• **Passage to read**:
* * *
News in brief: Oncologist bids to be Liberal MP; PET/CT less accurate than MRI at detecting prostate cancer; 3 Australian medical schools among best in world

25 Jul 2022

Oncologist bids to be Liberal MP

Melbourne oncologist and Guardian columnist Dr Ranjana Srivastava has been pipped in a preselection contest to represent the Coalition opposition in the upper house of the Victorian state parliament.

Dr Srivastava was one of the nominees for two upper house positions in the Legislative Council and had the backing of outgoing member Bruce Atkinson in the Eastern Metropolitan Region.

However she lost to out to a challenge from Nick McGowan, who is reported to be a close friend of the Victorian opposition leader Matthew Guy.

The other nominee for the second position in that region was Gladys Liu, former Federal member for Chisholm, who lost her seat to Labor at the 2022 election.

Dr Srivastava was previously reported to have stood for selection for the Victorian Federal seat of Casey.


PET/CT less accurate than MRI at detecting prostate cancer

MRI scans can detect prostate cancer more accurately than the newer, prostate-specific -PSMA PET/CT scanning technique, a team of researchers in Australia and New Zealand has found.

Study investigator Associate Professor Lih-Ming Wong, Consultant Uro-oncologist at St Vincent’s Hospital in Melbourne, presented results from the PEDAL trial at the European Association of Urology’s annual congress (EAU22), in Amsterdam.

The trial recruited 240 patients across five hospital groups who were at risk of prostate cancer. Every patient was given both an MRI scan and a PSMA PET/CT scan. If imaging suggested the presence of prostate cancer, a biopsy was performed by the patient’s urologist.

The MRI scans picked up abnormalities in 141 patients, while the PSMA PET/CT scans picked up abnormalities in 198 patients. A total of 181 patients (75%) underwent a prostate biopsy, and subsequently 82 of those patients were found to have clinically significant prostate cancer.

The researchers concluded that MRI scans were significantly more accurate at detecting any grade of prostate cancer than the PSMA PET scans (0.75% for MRI vs 0.62% for PSMA PET). However it also showed that PSMA PET/CT was not inferior to MRI in the detection of clinically significant cancers (ISUP 2 and higher).
* * *
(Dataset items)
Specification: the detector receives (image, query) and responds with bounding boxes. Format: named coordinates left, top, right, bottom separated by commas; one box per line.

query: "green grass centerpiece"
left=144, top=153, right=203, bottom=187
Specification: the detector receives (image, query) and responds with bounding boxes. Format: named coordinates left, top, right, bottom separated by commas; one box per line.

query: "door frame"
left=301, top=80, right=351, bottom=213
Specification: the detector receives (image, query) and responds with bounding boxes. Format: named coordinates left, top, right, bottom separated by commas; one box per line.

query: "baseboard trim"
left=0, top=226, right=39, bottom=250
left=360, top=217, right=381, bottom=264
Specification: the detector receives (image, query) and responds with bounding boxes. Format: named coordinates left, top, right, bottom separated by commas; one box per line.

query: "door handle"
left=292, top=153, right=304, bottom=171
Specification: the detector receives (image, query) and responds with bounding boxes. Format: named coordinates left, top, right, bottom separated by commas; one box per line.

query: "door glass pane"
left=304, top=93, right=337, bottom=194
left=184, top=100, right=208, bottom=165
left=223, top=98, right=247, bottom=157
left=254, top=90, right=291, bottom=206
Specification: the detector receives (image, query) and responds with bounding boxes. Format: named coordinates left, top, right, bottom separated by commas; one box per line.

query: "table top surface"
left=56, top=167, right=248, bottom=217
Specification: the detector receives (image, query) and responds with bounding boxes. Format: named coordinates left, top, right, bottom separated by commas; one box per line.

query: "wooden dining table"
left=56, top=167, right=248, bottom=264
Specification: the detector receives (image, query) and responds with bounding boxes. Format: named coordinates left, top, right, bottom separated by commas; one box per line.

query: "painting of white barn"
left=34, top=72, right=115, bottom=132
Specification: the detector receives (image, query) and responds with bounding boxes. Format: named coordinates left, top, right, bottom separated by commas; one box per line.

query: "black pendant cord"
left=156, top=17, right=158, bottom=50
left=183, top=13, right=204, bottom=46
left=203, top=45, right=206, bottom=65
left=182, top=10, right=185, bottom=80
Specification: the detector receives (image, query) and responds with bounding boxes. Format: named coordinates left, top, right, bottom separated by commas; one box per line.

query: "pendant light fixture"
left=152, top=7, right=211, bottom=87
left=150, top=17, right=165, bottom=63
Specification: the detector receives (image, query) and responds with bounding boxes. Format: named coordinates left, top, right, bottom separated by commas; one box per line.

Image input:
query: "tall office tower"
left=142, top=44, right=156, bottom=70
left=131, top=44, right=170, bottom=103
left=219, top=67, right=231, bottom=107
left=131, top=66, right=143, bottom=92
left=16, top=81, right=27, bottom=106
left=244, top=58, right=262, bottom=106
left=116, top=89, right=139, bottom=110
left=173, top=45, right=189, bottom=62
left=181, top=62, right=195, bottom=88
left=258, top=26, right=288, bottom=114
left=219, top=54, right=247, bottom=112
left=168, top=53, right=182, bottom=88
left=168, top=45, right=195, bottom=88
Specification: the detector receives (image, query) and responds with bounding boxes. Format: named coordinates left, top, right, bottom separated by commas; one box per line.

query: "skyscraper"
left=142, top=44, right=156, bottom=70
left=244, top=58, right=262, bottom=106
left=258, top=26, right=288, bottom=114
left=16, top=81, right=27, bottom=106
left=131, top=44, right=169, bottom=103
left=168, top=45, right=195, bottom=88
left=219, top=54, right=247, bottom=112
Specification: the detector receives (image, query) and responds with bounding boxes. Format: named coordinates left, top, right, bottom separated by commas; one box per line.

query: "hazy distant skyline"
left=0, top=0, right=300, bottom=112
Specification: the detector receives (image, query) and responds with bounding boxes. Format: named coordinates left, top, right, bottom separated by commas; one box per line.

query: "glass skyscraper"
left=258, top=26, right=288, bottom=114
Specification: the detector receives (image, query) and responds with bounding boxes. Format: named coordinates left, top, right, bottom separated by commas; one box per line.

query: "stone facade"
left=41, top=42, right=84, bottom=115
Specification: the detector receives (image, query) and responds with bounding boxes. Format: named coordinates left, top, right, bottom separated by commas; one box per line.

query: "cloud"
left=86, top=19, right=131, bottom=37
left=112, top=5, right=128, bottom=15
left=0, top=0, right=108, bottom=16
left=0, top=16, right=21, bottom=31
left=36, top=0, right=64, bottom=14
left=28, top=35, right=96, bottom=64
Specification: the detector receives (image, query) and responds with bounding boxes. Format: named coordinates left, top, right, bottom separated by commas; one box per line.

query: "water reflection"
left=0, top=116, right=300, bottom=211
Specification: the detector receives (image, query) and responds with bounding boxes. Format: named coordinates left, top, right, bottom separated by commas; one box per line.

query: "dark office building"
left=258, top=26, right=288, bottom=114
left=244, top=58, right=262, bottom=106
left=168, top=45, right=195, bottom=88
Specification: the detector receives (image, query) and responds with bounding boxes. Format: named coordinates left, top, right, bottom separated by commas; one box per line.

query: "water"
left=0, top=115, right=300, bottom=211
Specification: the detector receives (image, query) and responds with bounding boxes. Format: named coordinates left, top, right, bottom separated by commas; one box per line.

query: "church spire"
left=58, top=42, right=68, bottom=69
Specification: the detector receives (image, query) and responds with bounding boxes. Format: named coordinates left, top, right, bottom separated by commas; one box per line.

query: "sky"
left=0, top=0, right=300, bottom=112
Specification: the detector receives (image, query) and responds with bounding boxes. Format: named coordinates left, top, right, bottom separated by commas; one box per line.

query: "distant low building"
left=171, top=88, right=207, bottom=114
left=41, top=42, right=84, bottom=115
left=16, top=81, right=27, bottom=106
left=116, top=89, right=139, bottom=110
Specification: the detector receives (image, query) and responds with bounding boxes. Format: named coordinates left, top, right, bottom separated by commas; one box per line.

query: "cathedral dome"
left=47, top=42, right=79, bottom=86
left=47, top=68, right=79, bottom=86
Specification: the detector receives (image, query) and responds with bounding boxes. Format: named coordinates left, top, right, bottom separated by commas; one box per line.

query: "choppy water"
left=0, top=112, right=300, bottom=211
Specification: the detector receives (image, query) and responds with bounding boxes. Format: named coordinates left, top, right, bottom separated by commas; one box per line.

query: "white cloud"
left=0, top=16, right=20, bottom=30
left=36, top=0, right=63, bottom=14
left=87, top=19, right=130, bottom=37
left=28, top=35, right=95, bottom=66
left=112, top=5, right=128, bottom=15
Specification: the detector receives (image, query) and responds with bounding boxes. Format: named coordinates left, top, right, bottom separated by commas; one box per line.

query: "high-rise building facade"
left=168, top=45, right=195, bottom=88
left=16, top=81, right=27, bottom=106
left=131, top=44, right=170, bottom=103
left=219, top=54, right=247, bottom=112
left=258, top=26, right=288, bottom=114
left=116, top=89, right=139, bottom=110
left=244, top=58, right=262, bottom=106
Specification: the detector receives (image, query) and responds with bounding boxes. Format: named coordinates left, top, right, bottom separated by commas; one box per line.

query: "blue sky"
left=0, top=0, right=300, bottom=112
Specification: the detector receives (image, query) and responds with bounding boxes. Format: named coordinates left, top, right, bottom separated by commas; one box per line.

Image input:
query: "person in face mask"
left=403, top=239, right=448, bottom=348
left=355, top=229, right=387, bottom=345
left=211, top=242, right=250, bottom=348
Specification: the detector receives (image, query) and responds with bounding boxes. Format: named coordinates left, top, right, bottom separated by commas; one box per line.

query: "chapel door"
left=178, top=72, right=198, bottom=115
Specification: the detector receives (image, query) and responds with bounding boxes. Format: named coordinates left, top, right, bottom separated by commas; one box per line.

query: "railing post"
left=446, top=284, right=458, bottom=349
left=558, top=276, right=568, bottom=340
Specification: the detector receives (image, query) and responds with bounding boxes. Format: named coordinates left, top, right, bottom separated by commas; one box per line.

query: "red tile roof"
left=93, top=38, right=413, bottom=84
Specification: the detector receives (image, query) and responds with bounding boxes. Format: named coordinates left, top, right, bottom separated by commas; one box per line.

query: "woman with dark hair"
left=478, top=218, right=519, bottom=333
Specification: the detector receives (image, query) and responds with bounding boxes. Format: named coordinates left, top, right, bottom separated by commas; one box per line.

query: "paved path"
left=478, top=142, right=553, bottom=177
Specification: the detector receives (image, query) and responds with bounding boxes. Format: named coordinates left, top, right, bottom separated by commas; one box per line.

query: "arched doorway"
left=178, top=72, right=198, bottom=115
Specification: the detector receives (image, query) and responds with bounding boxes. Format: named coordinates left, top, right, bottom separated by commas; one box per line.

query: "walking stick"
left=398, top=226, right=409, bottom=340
* * *
• **Exercise instructions**:
• A. In the news brief above, how many patients did the PEDAL trial recruit?
• B. Continue the news brief on prostate cancer scans and Australian medical schools from its last sentence.

• **Responses per task**:
• A. 240 patients across five hospital groups

• B.
“This study confirms that the existing ‘gold standard’ of pre-biopsy detection – the MRI – is indeed a high benchmark. Even with fine-tuning, we suspect PSMA PET/CT won’t replace the MRI as the main method of prostate cancer detection,” said Dr Wong.

“But it will likely have application in the future as an adjunct to the MRI, or for people for whom an MRI is unsuitable, or as a single combined “diagnostic and staging” scan for appropriately selected patients.”


3 Australian universities among best in world for medicine

Three Australian universities have been placed in the top 50 rankings for academic excellence in clinical medicine.

Melbourne University was ranked at 14 in the prestigious ShanghaiRanking (formerly Academic Ranking of World Universities or ARWU) Global Ranking of Academic Subjects, with Sydney University being placed at 27 and the University of Western Australia at 32.

The top rankings were dominated by US universities, with Harvard University, the University of California San Francisco (UCSF), Cambridge University (UK), University of Pennsylvania and Johns Hopkins University being the top five ranked institutions.

Other Australian universities appeared lower in the global rankings, including Monash and the University of NSW in the 51-75 ranking range and the University of Adelaide and the University of Queensland in the 76-100 range.

Universities are measured on research output, influence and quality, as well as international collaboration and the number of international academic awards.